Dataset entries:
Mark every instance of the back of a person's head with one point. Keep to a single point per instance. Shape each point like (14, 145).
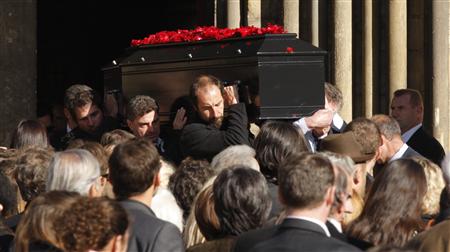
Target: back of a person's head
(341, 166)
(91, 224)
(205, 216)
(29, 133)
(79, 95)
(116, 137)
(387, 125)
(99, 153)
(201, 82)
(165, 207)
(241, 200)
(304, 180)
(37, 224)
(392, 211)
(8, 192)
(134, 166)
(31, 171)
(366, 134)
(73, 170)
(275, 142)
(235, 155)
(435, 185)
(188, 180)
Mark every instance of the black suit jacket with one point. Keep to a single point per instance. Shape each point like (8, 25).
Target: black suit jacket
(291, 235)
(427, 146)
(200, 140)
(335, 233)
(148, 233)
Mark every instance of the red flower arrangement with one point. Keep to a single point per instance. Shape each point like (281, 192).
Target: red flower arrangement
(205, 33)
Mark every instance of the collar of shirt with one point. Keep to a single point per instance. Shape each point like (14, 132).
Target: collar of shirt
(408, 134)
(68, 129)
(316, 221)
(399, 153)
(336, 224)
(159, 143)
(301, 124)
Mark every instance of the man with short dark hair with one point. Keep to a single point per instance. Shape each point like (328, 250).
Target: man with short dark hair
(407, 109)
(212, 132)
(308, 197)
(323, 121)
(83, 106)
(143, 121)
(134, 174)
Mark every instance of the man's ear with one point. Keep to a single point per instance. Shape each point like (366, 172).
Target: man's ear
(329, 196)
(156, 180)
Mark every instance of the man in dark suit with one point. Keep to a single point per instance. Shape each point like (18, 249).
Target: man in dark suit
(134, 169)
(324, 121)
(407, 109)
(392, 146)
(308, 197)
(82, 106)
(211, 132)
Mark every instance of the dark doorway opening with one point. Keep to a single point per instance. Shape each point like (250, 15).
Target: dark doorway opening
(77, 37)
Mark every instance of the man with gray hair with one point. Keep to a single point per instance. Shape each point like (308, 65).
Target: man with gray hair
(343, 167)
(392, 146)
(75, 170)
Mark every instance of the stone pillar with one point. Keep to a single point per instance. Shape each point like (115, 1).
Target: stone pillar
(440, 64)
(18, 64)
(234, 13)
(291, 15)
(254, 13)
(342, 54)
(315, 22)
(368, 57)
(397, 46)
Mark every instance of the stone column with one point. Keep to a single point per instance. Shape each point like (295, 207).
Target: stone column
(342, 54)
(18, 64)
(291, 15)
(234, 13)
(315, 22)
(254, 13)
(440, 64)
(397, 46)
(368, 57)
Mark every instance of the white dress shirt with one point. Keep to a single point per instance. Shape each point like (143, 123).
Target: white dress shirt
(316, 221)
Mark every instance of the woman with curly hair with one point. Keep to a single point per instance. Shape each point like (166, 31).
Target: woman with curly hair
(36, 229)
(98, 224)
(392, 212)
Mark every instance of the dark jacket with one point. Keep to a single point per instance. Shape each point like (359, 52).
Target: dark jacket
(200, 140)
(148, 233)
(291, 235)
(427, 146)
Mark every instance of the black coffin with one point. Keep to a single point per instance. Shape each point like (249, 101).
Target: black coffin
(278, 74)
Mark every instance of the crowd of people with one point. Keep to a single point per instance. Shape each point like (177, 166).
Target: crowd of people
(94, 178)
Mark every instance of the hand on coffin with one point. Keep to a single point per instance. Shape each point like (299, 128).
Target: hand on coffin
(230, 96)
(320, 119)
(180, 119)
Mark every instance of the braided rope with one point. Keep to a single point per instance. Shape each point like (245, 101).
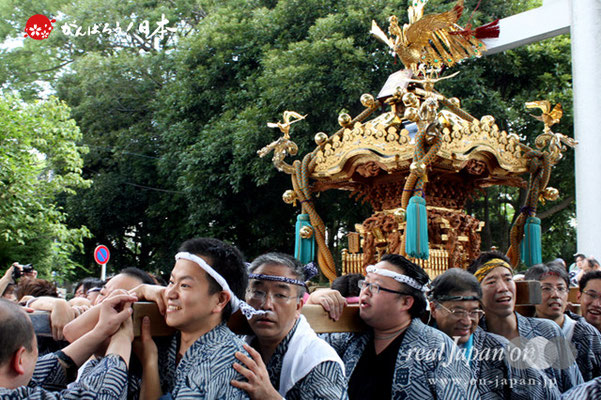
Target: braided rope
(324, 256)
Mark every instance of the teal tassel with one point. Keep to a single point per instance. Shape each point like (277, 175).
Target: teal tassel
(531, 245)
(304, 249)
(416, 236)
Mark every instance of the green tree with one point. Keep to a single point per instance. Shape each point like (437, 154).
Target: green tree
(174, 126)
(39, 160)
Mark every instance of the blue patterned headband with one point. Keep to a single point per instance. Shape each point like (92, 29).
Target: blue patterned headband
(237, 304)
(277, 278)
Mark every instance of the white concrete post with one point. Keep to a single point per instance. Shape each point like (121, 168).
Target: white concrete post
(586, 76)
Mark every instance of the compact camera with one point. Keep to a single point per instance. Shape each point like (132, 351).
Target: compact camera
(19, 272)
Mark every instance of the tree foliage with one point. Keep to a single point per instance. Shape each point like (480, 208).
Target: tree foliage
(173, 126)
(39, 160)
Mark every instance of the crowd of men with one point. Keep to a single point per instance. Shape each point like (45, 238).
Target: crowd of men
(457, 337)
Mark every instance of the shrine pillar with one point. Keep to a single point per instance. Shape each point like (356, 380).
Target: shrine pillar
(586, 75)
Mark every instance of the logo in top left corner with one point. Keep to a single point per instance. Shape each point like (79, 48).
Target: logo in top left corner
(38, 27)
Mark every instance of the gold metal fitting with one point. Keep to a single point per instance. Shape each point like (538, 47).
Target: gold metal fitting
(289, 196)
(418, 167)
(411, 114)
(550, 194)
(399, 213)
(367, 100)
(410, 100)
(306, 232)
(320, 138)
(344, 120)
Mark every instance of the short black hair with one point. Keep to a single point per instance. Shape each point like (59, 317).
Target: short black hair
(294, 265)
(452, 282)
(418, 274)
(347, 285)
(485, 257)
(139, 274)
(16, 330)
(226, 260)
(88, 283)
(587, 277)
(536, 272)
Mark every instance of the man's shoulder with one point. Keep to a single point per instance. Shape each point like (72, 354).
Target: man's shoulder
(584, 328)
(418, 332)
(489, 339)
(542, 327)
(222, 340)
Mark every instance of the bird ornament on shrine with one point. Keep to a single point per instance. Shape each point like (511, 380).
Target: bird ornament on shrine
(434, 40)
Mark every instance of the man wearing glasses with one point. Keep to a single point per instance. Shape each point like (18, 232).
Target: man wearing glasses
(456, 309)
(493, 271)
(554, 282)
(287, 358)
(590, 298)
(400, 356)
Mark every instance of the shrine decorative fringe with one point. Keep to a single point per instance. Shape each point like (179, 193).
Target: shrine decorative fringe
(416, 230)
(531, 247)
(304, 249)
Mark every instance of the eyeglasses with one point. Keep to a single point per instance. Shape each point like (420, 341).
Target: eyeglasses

■ **Activity**:
In the records above, the line with "Mark every instance of the logo" marks the start and the line with "Mark every instance of the gold" marks the end; copy that stretch exactly, both lines included, and nothing else.

■ **Response for this exercise**:
Mark every instance of the logo in top left corner with one point. Keep to a single point per instance. Shape each point like (79, 48).
Target: logo in top left corner
(38, 27)
Mark every instance of the gold metal fitting with one point. Keep to a single point per instance. Shape each point like (538, 47).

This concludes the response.